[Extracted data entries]
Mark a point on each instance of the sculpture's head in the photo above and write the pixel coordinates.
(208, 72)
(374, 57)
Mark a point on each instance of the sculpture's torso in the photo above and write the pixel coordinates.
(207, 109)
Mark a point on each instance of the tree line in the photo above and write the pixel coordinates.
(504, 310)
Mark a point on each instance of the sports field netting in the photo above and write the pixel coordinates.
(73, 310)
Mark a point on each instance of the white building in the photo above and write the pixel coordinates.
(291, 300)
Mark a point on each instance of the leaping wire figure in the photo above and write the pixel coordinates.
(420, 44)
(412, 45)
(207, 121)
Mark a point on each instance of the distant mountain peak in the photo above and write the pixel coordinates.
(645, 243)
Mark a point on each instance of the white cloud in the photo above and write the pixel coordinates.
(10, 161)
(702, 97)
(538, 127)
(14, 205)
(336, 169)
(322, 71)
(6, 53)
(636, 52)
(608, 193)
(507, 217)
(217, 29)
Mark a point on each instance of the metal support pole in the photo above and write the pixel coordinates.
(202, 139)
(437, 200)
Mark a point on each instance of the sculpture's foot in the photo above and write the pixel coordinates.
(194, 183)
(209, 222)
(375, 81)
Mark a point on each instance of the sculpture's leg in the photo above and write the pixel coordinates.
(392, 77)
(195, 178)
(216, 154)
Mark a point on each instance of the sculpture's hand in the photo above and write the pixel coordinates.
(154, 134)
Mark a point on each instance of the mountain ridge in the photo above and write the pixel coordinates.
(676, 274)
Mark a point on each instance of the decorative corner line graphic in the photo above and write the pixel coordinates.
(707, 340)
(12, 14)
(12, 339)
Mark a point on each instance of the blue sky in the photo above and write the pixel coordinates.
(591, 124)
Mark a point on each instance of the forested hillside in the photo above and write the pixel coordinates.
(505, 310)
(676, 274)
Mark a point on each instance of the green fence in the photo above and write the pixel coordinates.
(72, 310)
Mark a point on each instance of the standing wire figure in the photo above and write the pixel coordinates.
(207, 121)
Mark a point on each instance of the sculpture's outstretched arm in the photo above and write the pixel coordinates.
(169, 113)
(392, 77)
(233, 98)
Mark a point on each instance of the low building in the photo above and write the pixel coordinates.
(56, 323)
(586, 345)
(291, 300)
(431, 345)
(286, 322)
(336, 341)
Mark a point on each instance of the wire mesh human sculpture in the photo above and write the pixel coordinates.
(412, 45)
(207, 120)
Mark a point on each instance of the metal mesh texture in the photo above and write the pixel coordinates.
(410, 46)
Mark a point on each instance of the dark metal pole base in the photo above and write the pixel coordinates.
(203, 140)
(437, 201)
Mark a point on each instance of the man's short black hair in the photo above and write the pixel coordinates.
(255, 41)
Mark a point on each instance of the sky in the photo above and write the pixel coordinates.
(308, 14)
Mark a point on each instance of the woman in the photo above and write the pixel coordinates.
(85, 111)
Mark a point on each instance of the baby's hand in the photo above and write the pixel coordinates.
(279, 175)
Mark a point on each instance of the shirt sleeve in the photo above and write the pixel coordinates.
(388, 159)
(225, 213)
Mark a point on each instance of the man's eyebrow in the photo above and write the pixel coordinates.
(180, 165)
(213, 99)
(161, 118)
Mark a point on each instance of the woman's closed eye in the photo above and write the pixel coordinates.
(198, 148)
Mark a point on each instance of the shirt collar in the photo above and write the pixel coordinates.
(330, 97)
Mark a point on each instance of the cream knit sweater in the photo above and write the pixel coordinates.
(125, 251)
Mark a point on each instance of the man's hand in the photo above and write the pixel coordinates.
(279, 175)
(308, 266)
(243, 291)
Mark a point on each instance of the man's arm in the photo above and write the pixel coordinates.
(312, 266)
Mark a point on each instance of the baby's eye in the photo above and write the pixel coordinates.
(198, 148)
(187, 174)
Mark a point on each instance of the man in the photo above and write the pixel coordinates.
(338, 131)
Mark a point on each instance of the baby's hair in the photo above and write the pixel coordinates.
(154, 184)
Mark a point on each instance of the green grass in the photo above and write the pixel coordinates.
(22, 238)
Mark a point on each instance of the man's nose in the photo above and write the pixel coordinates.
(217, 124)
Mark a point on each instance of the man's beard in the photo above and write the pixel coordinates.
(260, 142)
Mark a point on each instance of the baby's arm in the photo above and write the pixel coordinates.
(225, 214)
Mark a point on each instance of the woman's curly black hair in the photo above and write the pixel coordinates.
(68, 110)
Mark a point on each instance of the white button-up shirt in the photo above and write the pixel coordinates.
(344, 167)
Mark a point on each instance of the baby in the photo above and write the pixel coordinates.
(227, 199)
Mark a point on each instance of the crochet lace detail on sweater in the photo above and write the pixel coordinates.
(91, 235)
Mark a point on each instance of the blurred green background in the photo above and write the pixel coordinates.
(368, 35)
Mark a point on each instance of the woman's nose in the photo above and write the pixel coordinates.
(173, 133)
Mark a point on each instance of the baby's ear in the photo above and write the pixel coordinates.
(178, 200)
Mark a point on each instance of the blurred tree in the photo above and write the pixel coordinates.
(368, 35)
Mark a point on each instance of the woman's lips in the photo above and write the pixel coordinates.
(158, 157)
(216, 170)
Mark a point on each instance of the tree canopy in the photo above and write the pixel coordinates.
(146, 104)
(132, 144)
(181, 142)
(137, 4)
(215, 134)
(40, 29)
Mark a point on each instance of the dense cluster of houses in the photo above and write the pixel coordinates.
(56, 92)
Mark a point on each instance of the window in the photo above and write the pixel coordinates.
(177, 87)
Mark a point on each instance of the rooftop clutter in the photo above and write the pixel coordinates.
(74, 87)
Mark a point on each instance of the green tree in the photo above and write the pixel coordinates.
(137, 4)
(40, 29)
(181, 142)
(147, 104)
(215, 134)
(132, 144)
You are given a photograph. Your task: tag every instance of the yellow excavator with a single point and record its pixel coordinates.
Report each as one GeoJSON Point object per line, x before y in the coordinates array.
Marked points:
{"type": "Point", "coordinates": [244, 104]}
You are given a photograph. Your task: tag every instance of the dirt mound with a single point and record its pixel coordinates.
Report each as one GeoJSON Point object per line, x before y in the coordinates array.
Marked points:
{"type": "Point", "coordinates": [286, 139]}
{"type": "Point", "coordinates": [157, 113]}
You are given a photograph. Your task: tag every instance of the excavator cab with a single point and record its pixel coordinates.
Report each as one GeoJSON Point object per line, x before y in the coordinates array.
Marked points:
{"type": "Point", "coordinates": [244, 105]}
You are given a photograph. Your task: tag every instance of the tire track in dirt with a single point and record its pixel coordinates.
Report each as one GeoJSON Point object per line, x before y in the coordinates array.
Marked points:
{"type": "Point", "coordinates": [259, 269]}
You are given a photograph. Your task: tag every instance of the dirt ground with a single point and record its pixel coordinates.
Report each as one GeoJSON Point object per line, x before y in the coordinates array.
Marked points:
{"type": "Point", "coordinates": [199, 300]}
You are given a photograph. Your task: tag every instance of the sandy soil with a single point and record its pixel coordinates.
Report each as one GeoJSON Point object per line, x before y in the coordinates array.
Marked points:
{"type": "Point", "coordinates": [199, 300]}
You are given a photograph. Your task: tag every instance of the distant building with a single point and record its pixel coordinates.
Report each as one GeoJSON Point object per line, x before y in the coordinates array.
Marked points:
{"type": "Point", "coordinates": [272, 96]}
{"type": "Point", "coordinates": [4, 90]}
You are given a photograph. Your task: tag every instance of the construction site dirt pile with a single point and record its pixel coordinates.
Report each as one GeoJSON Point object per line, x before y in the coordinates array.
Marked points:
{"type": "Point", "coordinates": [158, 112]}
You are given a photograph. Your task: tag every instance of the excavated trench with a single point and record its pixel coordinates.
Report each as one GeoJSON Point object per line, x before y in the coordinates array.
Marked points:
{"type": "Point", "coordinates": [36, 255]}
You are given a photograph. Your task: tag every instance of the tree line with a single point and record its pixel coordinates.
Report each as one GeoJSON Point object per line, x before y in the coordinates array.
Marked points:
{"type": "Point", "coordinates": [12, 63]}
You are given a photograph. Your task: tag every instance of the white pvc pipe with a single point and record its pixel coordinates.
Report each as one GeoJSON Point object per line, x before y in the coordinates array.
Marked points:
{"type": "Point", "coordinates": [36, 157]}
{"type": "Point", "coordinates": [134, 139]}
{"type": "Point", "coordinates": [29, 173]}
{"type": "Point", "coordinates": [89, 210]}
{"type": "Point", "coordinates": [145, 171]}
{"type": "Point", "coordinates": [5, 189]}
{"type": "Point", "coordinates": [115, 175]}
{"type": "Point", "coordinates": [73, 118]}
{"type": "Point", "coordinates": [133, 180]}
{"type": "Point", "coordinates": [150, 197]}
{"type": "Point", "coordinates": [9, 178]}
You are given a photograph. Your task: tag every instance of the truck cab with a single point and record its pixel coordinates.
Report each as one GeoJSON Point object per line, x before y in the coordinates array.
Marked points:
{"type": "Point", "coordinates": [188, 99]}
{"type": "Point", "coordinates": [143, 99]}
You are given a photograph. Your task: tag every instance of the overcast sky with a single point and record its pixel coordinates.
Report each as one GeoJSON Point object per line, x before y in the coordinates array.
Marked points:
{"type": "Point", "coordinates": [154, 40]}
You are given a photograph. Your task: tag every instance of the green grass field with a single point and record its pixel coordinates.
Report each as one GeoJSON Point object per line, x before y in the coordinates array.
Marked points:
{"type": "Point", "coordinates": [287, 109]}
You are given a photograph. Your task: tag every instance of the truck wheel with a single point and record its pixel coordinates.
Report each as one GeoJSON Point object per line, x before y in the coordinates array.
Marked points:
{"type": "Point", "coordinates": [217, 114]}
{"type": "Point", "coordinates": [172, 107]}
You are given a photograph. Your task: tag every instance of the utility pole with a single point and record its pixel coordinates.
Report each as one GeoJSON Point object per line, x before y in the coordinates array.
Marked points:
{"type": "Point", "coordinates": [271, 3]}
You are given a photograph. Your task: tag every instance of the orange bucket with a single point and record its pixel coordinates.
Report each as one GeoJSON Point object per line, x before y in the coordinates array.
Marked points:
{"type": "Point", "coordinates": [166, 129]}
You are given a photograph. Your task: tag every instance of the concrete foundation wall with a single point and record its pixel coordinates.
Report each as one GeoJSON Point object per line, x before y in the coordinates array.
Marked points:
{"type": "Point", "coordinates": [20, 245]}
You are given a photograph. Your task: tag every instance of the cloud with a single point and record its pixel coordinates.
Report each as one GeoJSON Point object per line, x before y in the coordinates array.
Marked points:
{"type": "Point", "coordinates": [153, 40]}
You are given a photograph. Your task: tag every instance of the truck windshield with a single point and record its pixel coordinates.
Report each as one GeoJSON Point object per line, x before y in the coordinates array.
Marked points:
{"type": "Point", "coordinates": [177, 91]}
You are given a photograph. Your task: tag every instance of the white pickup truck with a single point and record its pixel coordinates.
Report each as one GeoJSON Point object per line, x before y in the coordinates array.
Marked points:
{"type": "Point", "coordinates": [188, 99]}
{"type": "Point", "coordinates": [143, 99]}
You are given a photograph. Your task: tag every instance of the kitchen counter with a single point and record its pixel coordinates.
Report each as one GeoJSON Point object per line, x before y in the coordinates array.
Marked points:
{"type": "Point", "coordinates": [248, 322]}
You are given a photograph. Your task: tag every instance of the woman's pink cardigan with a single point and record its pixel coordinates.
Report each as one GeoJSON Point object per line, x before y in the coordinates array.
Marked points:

■ Brief
When you find a line in the records that contains the word "excavator", copy it.

■ Written solution
You are given a photograph. Your task: tag every instance of the yellow excavator with a single point and record its pixel coordinates.
You are given a photograph. Your task: tag every instance of the excavator cab with a single point and record its pixel coordinates.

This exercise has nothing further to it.